## Task prompt
In the transcript below, what was the highest job the speaker held in automotive sales?

Sales Team Jerks (03:43)

But admittedly, they were never part of my family because I looked at every day at the job like it was me versus them. And them wasn't the customers. Them were the other sharks in the water swimming for that food. So I realized anytime somebody else sold a car and it wasn't me, they were taking food off my plate. So I had to do everything I could to make sure I was getting all that I could eat. In hindsight, that was not the best way to operate, but it was the way that I ran my life. And time progressed. I was in automotive sales from 22, 23 until 27, 28. Did everything from just base level sales consultant all the way up to general sales manager of a large dealership group here in Columbus. And so I got to experience both sides of this equation where it always seemed like the best salespeople were the biggest assholes. They were the most elite. We were the elitist. They were the elitist when they started working for me. And it's really a shame because there were a lot of good salespeople that came through that if they just had been cultivated and turned into good quality salesmen and women, there would have been more sales for the dealership as a whole. But I couldn't see it that way. I used to play up, even as a sales manager, I used to play up to the guys that were the alphas, to the creators, to the ones that gave the new guys the hard times. Because I thought that was cool. I thought it was funny. That's not funny. Like it's deplorable that I ever did that as a person and then allowed that to go on in one of the stores. But I did. And I did because somehow I thought that made me better as a person. I thought it made me a better manager. I thought if I could teach somebody these hard lessons early that they'd be better off in the future. That's all bullshit.

## The data
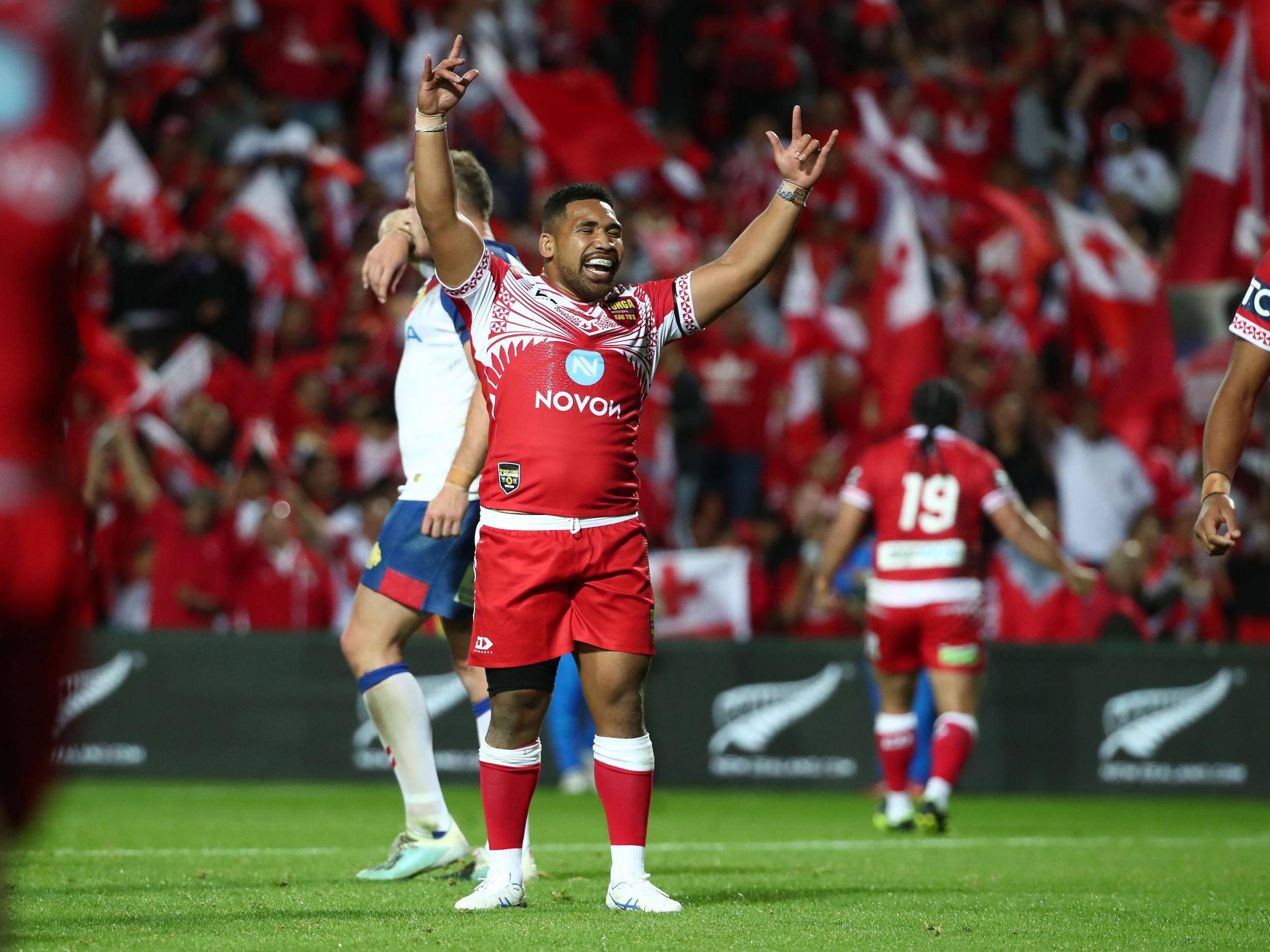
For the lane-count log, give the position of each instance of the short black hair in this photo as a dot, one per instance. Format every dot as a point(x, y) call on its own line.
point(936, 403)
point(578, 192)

---

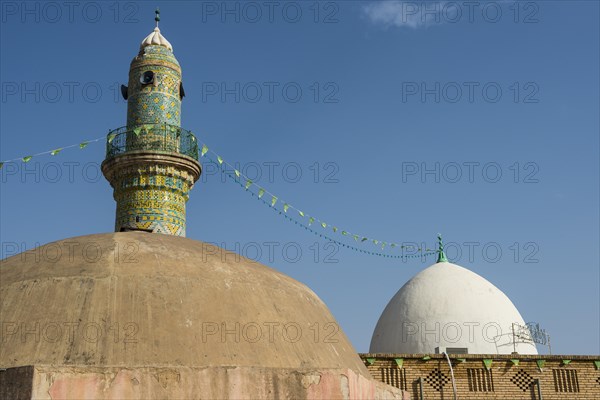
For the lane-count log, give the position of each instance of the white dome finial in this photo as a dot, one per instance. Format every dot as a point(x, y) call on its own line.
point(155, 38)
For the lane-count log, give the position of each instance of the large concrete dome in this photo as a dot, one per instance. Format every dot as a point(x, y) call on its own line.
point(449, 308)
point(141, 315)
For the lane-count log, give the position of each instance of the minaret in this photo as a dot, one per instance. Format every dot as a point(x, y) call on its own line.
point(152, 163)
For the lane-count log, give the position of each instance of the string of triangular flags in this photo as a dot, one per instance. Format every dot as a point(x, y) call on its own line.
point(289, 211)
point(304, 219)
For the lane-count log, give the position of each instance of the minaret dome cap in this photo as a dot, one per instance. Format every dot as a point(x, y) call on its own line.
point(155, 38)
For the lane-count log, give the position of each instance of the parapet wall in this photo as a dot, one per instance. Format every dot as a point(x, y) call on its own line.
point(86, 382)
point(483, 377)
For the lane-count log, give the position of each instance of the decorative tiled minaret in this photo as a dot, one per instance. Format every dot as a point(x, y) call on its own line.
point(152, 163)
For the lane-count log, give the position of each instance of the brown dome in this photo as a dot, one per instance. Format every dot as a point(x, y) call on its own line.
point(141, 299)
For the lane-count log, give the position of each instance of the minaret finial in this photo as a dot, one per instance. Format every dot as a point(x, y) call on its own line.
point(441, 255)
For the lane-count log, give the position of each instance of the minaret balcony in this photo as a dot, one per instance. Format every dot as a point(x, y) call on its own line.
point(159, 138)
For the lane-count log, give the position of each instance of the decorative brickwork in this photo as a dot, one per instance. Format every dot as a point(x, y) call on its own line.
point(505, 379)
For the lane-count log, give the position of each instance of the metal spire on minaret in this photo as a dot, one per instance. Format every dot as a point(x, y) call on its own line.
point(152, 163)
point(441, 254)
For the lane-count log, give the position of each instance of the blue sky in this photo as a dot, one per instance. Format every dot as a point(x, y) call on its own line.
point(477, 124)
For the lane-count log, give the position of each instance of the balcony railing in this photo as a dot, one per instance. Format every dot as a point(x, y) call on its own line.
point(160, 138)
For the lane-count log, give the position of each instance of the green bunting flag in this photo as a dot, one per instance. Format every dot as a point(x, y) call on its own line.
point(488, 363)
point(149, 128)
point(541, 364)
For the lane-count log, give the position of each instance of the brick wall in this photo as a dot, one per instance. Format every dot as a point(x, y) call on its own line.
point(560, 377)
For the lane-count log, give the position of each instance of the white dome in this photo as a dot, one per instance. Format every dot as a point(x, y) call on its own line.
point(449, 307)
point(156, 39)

==

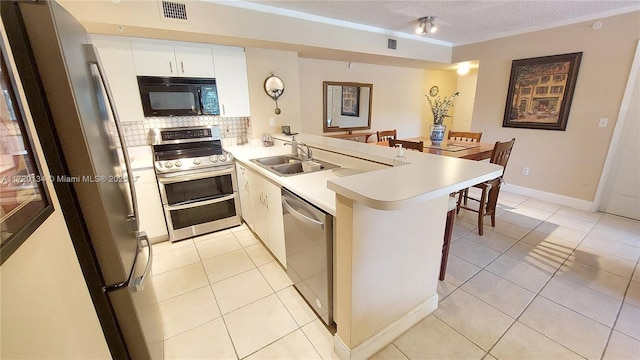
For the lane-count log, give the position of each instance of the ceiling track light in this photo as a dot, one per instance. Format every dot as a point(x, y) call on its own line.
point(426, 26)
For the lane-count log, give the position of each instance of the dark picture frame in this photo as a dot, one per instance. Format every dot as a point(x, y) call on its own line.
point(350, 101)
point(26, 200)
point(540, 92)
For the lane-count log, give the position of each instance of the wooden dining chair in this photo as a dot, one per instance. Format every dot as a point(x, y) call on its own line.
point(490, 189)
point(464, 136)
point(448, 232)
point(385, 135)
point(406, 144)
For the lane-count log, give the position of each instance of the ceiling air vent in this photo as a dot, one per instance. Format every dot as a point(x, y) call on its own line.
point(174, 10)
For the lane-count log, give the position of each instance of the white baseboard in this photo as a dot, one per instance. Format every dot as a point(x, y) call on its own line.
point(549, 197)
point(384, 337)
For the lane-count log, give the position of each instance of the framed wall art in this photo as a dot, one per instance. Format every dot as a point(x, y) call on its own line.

## Answer section
General sales manager of a large dealership group in Columbus.